==== Seçilmiş Bölüm
Siz gidiyor musunuz arada başkanım?

Gidiyorum, zaten her hafta bir bakan geliyor gençlerle buluşuyor. Çok önemli bir iş o da. Çocuklar Bakanlığı'yla buluşuyorlar orada kütüphanede.

Geçmişte olmayan bir şeyler aslında.

Çocuk için çok önemli bir şey. Bir bakana soru sorabiliyor.

RAMİ KÜTÜPHANESİ ÇOK ÖNEMLİ BİR İVME KATTI

Gençliğinizde bir bakanla muhatap olmuş muydunuz?

Yani mesleğimizin bir kısmı İstanbul'da geçti yani olmadı. O yüzden bu çok önemli bir şey. Orada onlarla bulaşıyorlar. Kütüphane bakanlığı söyleşi yapma imkanı var. Bundan daha güzeli olabilir. Rami Kütüphanesi hem bölgemize hem İstanbul'a çok önemli bir ivme katmıştır. Aynı zamanda tarihi bir yapı. Bütün tarihi yapılarımızı onardık. Cumhurbaşkanımız, belediye başkanlığı döneminden beri onarmalar devam etmişti ama buranın kışlası bir kangrendir. Bilir misiniz?

Çok iyi biliyorum. Buraya yakın bir yerde oturuyordum.
========
Tamamlanacak Alıştırmalar:
**a)** Rami Kütüphanesi söyleşisinde "Çocuk için çok" sözlerinden başlayıp "kangrendir. Bilir misiniz?" sözlerine kadar uzanan kısmı aynen yinele.
**b)** Rami Kütüphanesi söyleşisinin, metnin bittiği yerden sonra gelecek kısmını yaz.
Aşağıdaki liste, Rami Kütüphanesi söyleşisinden ayrı bir malzemedir.
==== Sağlanan Bilgiler
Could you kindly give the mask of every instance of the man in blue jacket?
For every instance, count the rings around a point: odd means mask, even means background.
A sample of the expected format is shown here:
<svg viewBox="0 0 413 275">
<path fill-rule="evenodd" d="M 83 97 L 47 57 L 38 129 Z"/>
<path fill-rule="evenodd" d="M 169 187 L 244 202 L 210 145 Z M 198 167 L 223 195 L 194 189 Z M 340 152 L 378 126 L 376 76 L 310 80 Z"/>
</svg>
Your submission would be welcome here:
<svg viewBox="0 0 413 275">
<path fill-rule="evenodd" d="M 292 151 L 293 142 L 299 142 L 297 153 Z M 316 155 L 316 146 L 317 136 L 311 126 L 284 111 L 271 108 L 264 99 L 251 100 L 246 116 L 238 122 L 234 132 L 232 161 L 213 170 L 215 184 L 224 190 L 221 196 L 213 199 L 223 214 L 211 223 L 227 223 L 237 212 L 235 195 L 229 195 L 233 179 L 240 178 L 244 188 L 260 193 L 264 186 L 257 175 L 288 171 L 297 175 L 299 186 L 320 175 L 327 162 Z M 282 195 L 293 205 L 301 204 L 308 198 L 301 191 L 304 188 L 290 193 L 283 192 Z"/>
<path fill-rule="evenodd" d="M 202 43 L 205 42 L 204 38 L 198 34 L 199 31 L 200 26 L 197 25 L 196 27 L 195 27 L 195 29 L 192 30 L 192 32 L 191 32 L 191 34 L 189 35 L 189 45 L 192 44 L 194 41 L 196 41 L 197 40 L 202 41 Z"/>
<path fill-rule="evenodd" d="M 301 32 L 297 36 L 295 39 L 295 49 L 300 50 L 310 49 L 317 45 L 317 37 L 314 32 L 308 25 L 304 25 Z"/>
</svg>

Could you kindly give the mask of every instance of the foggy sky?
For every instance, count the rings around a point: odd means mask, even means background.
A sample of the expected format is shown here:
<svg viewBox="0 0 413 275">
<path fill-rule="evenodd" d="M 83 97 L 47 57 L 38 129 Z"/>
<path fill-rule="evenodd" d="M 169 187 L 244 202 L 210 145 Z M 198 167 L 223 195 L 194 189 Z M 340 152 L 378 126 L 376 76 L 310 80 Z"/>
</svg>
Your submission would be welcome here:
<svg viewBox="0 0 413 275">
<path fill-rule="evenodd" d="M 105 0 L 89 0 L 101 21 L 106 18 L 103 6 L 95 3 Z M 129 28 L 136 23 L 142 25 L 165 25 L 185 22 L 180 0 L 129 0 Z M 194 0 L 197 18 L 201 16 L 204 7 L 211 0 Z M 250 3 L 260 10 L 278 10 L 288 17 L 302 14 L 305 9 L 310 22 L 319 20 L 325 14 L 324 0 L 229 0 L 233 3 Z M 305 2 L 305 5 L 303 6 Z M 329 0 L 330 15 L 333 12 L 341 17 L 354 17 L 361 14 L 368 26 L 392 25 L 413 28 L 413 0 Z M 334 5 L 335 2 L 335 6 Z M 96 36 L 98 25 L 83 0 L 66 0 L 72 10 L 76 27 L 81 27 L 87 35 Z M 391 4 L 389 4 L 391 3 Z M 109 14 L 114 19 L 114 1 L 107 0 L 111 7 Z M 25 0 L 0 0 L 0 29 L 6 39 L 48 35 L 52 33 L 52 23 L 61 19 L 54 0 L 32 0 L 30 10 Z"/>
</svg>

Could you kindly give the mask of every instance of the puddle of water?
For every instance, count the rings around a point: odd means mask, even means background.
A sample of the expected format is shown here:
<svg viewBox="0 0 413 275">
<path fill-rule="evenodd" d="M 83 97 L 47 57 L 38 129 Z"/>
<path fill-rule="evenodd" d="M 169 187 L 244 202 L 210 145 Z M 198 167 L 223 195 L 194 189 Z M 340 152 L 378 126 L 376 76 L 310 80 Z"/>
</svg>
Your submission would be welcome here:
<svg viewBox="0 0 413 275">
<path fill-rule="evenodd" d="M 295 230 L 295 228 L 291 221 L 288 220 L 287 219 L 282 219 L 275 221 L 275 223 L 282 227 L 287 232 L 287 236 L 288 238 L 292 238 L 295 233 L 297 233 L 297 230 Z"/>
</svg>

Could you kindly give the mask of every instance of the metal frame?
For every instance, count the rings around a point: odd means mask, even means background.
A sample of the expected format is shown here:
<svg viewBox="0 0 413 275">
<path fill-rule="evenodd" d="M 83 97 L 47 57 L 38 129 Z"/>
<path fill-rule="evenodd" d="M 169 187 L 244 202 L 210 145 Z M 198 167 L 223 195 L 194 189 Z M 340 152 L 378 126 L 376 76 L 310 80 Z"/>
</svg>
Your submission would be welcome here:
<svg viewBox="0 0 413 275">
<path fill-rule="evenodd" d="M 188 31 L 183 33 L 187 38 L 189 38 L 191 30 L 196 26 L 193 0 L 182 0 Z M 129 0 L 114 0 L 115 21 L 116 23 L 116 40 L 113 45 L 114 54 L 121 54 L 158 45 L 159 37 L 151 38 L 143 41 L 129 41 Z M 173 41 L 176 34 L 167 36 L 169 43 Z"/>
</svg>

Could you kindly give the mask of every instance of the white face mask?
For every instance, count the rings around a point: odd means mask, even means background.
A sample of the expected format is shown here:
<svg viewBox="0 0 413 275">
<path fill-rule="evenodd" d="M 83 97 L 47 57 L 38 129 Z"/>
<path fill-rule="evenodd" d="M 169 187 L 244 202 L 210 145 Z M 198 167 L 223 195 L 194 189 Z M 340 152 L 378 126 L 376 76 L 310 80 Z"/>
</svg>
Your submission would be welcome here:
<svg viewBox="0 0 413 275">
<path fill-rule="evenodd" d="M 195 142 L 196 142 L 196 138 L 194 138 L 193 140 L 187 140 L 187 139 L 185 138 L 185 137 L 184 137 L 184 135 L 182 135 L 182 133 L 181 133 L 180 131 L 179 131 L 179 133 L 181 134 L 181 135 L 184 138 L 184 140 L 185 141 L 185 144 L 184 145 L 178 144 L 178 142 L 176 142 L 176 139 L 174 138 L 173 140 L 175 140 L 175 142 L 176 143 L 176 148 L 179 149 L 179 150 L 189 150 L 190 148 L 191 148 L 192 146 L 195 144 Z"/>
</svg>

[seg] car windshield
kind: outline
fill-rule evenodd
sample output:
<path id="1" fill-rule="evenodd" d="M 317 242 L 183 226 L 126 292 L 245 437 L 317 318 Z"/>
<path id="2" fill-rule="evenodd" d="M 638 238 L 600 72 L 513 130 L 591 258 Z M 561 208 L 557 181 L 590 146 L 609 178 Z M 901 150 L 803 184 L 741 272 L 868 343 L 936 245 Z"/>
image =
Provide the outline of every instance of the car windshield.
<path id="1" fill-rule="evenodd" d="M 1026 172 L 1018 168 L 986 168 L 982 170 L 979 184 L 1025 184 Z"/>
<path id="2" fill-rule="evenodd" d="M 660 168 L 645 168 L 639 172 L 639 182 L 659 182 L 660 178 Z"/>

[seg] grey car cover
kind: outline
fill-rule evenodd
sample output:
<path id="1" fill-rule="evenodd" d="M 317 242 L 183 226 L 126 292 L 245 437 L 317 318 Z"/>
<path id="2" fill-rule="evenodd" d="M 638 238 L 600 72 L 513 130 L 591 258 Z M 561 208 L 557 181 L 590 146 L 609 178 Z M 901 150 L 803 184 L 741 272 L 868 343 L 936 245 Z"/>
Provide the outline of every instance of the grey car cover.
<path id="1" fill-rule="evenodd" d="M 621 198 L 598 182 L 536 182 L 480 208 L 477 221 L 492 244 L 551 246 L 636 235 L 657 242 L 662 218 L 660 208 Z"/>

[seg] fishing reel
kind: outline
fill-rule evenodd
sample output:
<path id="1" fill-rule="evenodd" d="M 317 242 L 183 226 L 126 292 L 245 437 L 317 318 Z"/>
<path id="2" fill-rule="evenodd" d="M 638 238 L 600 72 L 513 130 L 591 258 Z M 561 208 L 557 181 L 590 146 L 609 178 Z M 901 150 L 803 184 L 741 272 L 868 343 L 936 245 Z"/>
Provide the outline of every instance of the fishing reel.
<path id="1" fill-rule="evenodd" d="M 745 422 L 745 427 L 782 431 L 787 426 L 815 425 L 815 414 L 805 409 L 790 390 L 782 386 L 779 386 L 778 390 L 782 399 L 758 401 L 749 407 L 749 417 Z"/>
========
Yazılı Cevaplarınız:
**a)**
Çocuk için çok önemli bir şey. Bir bakana soru sorabiliyor.

RAMİ KÜTÜPHANESİ ÇOK ÖNEMLİ BİR İVME KATTI

Gençliğinizde bir bakanla muhatap olmuş muydunuz?

Yani mesleğimizin bir kısmı İstanbul'da geçti yani olmadı. O yüzden bu çok önemli bir şey. Orada onlarla bulaşıyorlar. Kütüphane bakanlığı söyleşi yapma imkanı var. Bundan daha güzeli olabilir. Rami Kütüphanesi hem bölgemize hem İstanbul'a çok önemli bir ivme katmıştır. Aynı zamanda tarihi bir yapı. Bütün tarihi yapılarımızı onardık. Cumhurbaşkanımız, belediye başkanlığı döneminden beri onarmalar devam etmişti ama buranın kışlası bir kangrendir. Bilir misiniz?

**b)**
Zaten biliyorsunuz bu dört tarafı çevrildi ama. Burayı tamire başladığında burasının iki tarafı yoktu. İki tarafına yeniden surun aynısı tekrar yapıldı aslında yani. Bu sadece külliye vardı orada. Bileğimizi kaleye çevirdik ve her alanı kullanılıyor.

Rami tarafına da bir sur yapıldı.

Her taraf kullanılabilen bir mekanizma haline geldi. İç avlusu vesaire. İçindeki futbol sahası var. Onu dışarıya taşıdık. Onu güzel bir tesis yaptık. Onu herhalde seneye galiba 100. yılını kutlayacak yani düşünüyorum. Gençlikspor 101. yılına geldi. Yani amatör kulübümüz bile 100’üncü yılını tamamladı. Tarihe mal olmuş bir şehir. Yani mahallesi bile kulübü bile yani 100 yıla geldi. Önemli bir konu.

ÇOCUKLAR TARİHİNİ BİLSİN DİYE GEZDİRİYORUZ

Başkanım Eyüpsultan tabiî güzellikleriyle de isminden söz ettiren, bilinen bir yer. İstanbul'un yeşil bir ilçesi aslında. Her ne kadar içeride gibi kalsa da işte Belgrad ormanları, Kurt Kemeri, Göktürk, Kemerburgaz tarafıyla yemyeşil de bir ilçe. Pek çok ziyaretçi ağırlıyorsunuz. Bir taraftan da Eyüp Sultan'a bir gözetleme seyir tepesi yapıyorsunuz. Ondan da bahsetmek lazım. Eyüp Sultan'a gelecek misafirlere nasıl bir gezi rotası çizerdiniz siz çizmek isteseydiniz?

Şimdi bir gezi rotası, tarihi bir gezi rotası evet. Yakında YouTube'da yayınlayacağız. Bir 16 dakikalık bir gezi rotası hazırlanıyor. O tarihi rota.

Eyüp Sultan’a gelince gezmeden gidilmeyecek yerler olacak değil mi?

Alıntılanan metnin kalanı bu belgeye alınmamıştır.